══ TASK MATERIAL ══
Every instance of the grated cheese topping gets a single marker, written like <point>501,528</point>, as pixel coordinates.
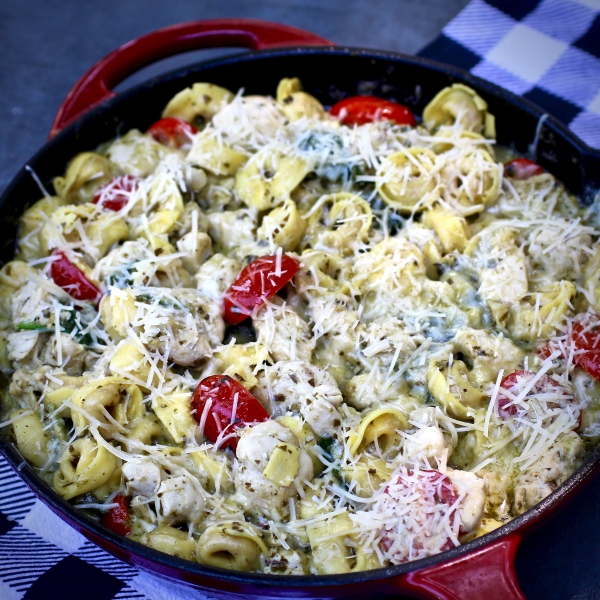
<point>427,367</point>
═══
══ TASK MATERIAL ══
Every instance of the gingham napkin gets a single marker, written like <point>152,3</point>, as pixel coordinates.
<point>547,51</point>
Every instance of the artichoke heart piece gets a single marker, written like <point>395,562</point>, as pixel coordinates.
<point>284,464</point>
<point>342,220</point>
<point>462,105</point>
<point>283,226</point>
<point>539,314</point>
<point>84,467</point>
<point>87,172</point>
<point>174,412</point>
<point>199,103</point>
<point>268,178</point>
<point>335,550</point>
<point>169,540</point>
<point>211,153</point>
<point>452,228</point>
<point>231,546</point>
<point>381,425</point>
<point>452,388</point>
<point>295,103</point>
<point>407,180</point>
═══
#### AIM:
Rewrite the records starting with the line that contains "Every instance of the grated" and going on through the line that contains "<point>427,367</point>", requests included, shifting each answer's point coordinates by adding 78 to every number. Leave out the pictures and everything else.

#### COMPLETE RESPONSE:
Every instance of the grated cheese topping gets a single marker, written like <point>501,528</point>, as pixel coordinates.
<point>505,445</point>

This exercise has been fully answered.